PROBLEM 1: How many lines of the entries below contain the string "rear"? Treat case as significant and reply with the number alone.

BEGIN PASSAGE GIVEN

This entry sits within the Decorative and Applied Arts Encyclopedia, a master reference hub indexing design history, materials, movements, and practitioners.

Murrine glass is made by arranging coloured glass within a cane so that a pattern or image appears when the cane is cut across its length. Each thin cross-section preserves the internal design, rather like a miniature mosaic embedded throughout the rod. Glassmakers may use these sections individually as decorative details or combine hundreds of them to create complex patterned sheets, vessels, paperweights, beads and sculptural objects.
The Italian term murrina refers to one patterned glass section, while murrine is the plural form. In English-language writing, however, “murrine” is also frequently used as a collective term for the technique. The process is closely associated with Venetian glassmaking, particularly the workshops of Murano, although its historical foundations reach back to ancient mosaic glass.
What Is the Murrine Glass Technique?
The essential principle of murrine glass is simple: a design is constructed inside a compact bundle of coloured glass, which is heated, fused and drawn into a long cane. Because the internal arrangement stretches evenly with the surrounding glass, the original image becomes smaller but remains visible throughout the cane. Once cooled, the cane can be sliced into discs or tiles that reveal the design in cross-section.

END PASSAGE GIVEN

PROBLEM 2: According to the passage on murrine glass, why does the design stay visible along the whole cane once the bundle is drawn out?

BEGIN DATA

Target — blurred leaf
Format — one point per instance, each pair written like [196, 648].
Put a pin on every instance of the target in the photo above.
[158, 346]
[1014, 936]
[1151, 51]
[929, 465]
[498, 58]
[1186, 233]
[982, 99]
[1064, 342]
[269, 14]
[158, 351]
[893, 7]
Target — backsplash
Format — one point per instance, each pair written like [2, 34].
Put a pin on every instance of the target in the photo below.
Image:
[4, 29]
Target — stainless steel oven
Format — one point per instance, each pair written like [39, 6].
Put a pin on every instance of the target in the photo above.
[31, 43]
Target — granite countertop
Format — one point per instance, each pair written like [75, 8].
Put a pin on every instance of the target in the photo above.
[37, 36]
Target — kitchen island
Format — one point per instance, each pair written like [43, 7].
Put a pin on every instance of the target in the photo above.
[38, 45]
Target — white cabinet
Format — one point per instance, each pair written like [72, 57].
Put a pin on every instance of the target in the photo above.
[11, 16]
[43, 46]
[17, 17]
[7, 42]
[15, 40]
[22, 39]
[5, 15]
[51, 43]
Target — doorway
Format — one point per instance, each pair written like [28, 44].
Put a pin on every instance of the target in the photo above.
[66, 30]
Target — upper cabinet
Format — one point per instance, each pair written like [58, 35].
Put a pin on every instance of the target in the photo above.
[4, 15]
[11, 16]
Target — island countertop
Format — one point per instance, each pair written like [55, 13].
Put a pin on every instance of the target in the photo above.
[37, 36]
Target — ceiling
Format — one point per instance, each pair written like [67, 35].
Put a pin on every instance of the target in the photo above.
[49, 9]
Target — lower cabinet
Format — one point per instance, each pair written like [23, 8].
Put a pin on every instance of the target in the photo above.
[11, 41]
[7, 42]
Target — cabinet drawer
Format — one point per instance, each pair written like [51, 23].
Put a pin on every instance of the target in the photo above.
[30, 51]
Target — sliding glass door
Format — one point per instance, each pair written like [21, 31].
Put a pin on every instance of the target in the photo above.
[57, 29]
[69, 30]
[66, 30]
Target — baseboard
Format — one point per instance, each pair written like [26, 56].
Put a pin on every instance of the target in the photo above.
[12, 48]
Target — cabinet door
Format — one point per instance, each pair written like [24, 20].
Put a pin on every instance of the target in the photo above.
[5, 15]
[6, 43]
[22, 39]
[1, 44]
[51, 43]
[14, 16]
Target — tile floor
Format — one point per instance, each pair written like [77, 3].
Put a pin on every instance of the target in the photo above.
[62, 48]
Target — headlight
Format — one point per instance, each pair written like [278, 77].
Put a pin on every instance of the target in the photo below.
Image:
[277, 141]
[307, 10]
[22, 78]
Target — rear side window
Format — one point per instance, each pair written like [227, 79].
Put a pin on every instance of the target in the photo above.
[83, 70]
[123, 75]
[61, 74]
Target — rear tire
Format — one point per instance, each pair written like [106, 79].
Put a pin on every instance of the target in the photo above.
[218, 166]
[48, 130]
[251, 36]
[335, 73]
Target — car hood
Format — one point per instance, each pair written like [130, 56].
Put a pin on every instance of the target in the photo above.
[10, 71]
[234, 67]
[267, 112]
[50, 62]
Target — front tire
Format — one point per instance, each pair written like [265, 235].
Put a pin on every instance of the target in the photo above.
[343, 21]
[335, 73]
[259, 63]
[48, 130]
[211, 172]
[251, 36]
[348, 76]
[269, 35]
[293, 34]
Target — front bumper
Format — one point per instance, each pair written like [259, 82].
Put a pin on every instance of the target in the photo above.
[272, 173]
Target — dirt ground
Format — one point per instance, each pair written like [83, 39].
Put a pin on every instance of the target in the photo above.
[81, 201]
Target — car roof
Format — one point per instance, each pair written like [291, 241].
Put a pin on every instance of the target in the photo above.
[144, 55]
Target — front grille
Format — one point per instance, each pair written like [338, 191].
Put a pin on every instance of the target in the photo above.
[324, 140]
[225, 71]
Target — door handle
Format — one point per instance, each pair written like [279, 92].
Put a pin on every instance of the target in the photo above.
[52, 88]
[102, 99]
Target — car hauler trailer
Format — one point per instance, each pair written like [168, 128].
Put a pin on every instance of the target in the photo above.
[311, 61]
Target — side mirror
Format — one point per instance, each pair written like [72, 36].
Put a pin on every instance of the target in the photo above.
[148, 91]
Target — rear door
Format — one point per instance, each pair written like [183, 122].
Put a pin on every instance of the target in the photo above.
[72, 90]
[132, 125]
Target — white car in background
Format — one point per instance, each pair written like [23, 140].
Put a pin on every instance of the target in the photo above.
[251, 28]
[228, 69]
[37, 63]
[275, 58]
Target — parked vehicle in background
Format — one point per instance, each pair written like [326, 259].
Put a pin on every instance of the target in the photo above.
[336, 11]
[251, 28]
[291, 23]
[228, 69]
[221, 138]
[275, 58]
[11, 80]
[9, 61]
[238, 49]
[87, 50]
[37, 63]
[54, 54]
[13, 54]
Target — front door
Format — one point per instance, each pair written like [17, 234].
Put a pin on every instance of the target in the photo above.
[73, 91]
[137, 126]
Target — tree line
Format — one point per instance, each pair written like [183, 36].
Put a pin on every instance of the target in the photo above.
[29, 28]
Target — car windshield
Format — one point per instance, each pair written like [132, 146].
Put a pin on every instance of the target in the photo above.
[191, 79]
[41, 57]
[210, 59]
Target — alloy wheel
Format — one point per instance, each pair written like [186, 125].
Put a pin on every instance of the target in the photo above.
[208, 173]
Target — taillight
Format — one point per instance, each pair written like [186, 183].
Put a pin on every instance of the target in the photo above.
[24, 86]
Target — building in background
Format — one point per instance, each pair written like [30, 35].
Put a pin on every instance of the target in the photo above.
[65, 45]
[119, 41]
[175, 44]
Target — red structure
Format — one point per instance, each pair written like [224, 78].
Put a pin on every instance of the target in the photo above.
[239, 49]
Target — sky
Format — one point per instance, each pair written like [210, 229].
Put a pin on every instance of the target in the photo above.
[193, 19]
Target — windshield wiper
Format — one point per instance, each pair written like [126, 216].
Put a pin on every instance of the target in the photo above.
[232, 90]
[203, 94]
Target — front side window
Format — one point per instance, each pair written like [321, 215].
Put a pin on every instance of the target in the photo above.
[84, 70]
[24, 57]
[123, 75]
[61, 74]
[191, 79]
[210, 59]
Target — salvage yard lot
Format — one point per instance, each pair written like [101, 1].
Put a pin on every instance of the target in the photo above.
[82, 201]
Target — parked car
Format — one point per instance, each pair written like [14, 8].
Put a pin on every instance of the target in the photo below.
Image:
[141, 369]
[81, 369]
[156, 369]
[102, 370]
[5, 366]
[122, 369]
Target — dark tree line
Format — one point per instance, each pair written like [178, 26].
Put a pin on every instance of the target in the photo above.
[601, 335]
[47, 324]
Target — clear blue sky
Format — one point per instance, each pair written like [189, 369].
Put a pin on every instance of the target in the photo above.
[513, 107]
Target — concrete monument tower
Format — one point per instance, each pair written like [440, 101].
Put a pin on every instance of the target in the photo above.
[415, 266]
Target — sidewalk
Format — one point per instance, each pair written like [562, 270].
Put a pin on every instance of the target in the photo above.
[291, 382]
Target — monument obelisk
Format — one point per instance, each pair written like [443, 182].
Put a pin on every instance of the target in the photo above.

END DATA

TASK RESPONSE 1: 3

TASK RESPONSE 2: The internal arrangement of colored glass stretches evenly with the surrounding glass as the heated bundle is drawn into a long cane. The image therefore becomes smaller but remains visible throughout the cane.